RStoolKit icon indicating copy to clipboard operation
RStoolKit copied to clipboard

RStoolKit - A utility to perform a complete health check of your AWS RedShift Cluster

RStoolKit - RedShift Health Check

Maintenance GitHub license

If you are managing a single node Redshift cluster or a big giant multi node cluster, you are responsible for its performance. RedShift performance optimization starts from the table designing. We have an amazing RedShift Utility repo where we can get a bunch of SQL queries to check the cluster's status. But unfortunately many times we may end up with many queries but the results are positive, no need to optimize anything.

The goal of this project is to concentrate only on where is the bottleneck in your RedShift cluster and a complete health check recipe in one place. Once it identified the issues in the cluster, you don't need to run somewhere to find the solutions for them. This utility will take you to the documentation page where you'll find the cause for this issue and how to solve them. Also, these doc pages contain External links section where you can find scripts from other trusted repositions like AWS RedShift Utilities, AWS Blogs, and some documentation to learn and fix the issue.

__Data segment__:

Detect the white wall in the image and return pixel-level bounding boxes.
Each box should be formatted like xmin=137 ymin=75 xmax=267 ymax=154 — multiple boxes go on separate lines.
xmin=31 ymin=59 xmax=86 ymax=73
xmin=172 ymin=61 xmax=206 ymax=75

__Short task A__:
In the RStoolKit description, where does RedShift performance optimization start?
__Short task B__:
Please translate this sentence from the RStoolKit description into Spanish: "If you are managing a single node Redshift cluster or a big giant multi node cluster, you are responsible for its performance."

__Output A__:
From the table designing.

__Output B__:
Si administras un clúster de Redshift de un solo nodo o un clúster enorme de varios nodos, eres responsable de su rendimiento.